Copy out the court opinion passage on employer liability for workplace sexual harassment below word for word, in full.

- _SELECTED PASSAGE_
-- Start --

CHIEF JUSTICE PORITZ and JUSTICES STEIN, COLEMAN, LONG, VERNIERO and ZAZZALI join in JUSTICE LaVECCHIA'S opinion.
The opinion of the court was delivered by: LaVECCHIA, J.
In this case we must consider whether an employer implemented an effective anti-sexual harassment workplace policy such that the employer should be insulated from vicarious liability in a discrimination claim based on hostile work environment. The employer asserted below that although it had an anti-harassment policy and procedure in place, the aggrieved employee never filed a formal complaint. Accordingly, the employer was dismissed from the action on a motion for summary judgment.

-- End --

- _DATA EXTRACT_
-- Start --

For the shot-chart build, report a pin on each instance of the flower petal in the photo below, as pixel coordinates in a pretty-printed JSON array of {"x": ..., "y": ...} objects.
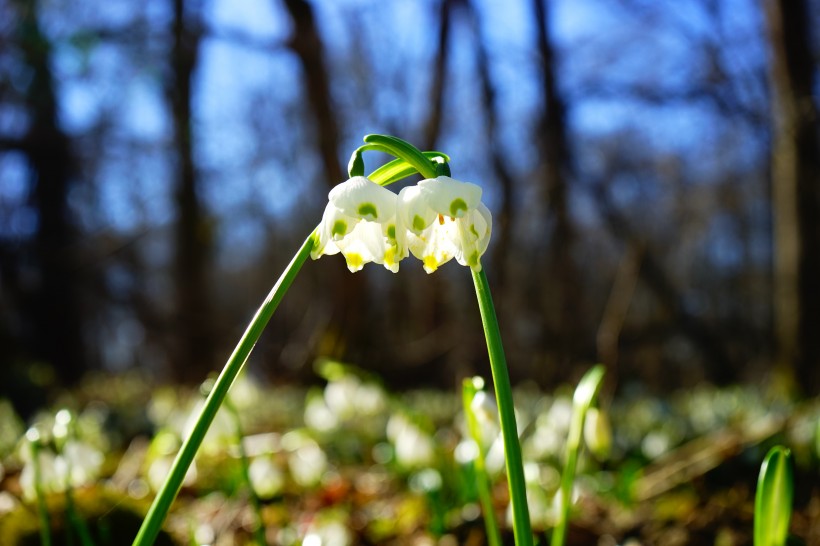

-- End --

- _SOLUTION_
CHIEF JUSTICE PORITZ and JUSTICES STEIN, COLEMAN, LONG, VERNIERO and ZAZZALI join in JUSTICE LaVECCHIA'S opinion.
The opinion of the court was delivered by: LaVECCHIA, J.
In this case we must consider whether an employer implemented an effective anti-sexual harassment workplace policy such that the employer should be insulated from vicarious liability in a discrimination claim based on hostile work environment. The employer asserted below that although it had an anti-harassment policy and procedure in place, the aggrieved employee never filed a formal complaint. Accordingly, the employer was dismissed from the action on a motion for summary judgment.